--- Begin Supplied passage ---
No, no, no. There is only refinery and Pottangi mine.

Srimanta Panda

executive
#43

Power plant is internal.

Ramesh Joshi

executive
#44

There, the power plant is included, that is required for that refinery. Power plant is included in that cost.

Unknown Analyst

analyst
#45

So Pottangi mine, sir, [indiscernible] roughly?

Ramesh Joshi

executive
#46

Broadly, Pottangi mine is [indiscernible] already. Those are [indiscernible].

Unknown Analyst

analyst
#47

And the conveyor belt which we are planning from Panchpatmali mine, that is separate? That is a separate...

Ramesh Joshi

executive
#48

That is separate. That is included in INR 2,100. It is included in INR 2,100 from Pottangi to -- yes, yes.

Unknown Analyst

analyst
#49

Okay. And the power plant is [indiscernible] power project broken down -- power plant [indiscernible].

Ramesh Joshi

executive
#50

Right now I don't have the breakup. Right now I don't have the breakup.

Unknown Analyst

analyst
#51

And sir, Sir, this conveyor belt that we are planning from Panchpatmali mine -- because we are also about to start the Pottangi mine, so in your opinion, what all benefits can accrue from this additional conveyor belt from Panchpatmali to our fifth stream of alumina?

Ramesh Joshi

executive
#52

No, it's not a question of what benefit. This is a compulsory. Because in the EC it is there, it has to be transported through the conveyor belt only. And moreover, this is the cheapest mode of transportation.

Unknown Analyst

analyst
#53

So are we expecting some delays in commencement of Pottangi operation? That is why we are taking this.

Ramesh Joshi

executive
#54

No, no, no. No, we have already taken an in principle decision that we will be engaging MDO. Board has already approved for engagement of MDO. We have already given order for transactional advisers. So once they give their report, based on that, we'll float our NIT for putting MDO in place.

Unknown Analyst

analyst
#55

So for Pottangi, we have all clearances and all approval in place?
--- End Supplied passage ---
--- Begin Provided records ---
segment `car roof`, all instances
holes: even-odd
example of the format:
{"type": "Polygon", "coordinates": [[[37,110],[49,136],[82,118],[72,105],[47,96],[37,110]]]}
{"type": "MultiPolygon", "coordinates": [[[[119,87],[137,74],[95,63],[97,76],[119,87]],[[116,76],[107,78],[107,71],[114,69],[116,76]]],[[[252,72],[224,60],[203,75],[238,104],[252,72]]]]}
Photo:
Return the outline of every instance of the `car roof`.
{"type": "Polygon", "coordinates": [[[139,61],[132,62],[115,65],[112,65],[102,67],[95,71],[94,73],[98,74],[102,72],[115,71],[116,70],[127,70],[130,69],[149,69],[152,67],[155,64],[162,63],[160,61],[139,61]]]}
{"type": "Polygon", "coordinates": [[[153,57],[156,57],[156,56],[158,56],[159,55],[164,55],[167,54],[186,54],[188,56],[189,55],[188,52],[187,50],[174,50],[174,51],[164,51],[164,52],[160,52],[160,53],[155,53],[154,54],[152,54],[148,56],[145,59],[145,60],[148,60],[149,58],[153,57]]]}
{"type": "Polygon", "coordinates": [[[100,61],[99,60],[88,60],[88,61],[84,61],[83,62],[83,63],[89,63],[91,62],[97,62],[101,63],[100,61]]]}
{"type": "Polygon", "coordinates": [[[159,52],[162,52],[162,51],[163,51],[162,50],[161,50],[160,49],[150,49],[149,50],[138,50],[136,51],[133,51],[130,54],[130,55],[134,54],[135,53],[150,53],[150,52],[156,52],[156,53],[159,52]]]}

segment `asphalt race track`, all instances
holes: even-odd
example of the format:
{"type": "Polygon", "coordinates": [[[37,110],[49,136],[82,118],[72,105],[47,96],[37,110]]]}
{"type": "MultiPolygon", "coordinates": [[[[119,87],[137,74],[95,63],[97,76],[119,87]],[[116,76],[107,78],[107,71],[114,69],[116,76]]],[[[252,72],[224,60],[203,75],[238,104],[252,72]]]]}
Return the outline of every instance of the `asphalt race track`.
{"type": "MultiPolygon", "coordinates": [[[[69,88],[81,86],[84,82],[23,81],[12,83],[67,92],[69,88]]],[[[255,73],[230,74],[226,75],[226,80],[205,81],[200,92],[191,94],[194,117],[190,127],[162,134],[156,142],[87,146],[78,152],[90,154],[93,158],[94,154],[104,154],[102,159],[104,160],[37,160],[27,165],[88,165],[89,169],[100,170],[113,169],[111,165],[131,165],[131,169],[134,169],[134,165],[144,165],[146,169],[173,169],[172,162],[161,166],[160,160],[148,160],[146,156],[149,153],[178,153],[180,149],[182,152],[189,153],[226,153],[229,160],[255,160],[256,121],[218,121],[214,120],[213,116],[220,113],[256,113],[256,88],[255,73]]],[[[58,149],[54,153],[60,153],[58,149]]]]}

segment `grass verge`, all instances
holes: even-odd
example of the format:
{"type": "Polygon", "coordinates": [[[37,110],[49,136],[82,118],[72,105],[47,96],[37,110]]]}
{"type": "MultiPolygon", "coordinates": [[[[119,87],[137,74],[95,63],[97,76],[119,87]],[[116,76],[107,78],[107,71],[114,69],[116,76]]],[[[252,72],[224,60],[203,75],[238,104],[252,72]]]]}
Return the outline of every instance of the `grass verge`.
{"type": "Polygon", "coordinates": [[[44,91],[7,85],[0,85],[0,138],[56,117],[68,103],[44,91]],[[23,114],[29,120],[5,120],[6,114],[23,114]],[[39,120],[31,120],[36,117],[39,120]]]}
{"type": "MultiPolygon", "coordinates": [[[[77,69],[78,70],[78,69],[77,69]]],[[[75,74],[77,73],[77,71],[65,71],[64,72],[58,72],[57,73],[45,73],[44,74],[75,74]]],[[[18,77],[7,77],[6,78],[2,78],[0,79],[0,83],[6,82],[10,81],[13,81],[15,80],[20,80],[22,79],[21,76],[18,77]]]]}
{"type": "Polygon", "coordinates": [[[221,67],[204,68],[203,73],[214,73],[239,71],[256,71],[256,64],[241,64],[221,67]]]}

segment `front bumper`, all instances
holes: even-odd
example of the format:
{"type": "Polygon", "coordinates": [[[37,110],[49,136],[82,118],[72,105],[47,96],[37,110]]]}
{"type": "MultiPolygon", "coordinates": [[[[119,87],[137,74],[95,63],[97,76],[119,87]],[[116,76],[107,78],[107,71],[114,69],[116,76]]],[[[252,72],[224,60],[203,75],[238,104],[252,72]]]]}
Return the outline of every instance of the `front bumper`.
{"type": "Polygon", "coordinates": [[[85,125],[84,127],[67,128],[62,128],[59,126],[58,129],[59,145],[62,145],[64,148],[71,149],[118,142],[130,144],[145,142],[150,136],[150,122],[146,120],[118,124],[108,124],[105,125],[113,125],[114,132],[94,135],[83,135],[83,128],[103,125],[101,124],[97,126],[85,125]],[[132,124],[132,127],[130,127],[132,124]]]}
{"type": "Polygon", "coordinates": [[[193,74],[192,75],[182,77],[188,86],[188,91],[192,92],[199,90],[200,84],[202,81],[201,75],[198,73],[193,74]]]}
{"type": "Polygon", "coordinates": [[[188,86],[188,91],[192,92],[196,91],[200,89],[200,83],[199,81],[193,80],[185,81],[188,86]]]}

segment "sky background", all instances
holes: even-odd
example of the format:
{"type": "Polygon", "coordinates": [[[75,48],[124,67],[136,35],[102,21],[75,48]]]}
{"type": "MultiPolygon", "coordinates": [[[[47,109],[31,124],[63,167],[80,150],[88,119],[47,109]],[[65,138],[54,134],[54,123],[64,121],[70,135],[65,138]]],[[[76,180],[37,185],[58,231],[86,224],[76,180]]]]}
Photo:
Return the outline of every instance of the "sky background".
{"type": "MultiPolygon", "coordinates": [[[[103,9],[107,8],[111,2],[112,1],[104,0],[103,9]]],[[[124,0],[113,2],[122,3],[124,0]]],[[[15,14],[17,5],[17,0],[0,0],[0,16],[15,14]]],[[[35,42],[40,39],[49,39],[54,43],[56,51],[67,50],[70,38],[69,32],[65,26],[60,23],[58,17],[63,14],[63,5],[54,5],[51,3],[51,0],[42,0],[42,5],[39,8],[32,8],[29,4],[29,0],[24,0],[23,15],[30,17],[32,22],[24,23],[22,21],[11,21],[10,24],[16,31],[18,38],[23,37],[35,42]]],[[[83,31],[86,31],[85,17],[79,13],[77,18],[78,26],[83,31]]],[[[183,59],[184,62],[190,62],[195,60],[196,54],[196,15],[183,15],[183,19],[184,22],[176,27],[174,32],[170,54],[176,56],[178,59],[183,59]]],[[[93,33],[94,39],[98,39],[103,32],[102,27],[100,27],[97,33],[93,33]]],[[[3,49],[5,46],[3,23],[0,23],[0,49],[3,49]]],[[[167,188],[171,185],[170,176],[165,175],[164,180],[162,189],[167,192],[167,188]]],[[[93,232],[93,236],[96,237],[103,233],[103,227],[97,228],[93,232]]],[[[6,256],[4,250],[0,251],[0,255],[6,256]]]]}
--- End Provided records ---
### Given task
Can you set down the Pottangi mine transcript word for word, from "And sir, Sir, this" up to and including "mode of transportation."? The listing has no connection to the Pottangi mine transcript.

### The output
And sir, Sir, this conveyor belt that we are planning from Panchpatmali mine -- because we are also about to start the Pottangi mine, so in your opinion, what all benefits can accrue from this additional conveyor belt from Panchpatmali to our fifth stream of alumina?

Ramesh Joshi

executive
#52

No, it's not a question of what benefit. This is a compulsory. Because in the EC it is there, it has to be transported through the conveyor belt only. And moreover, this is the cheapest mode of transportation.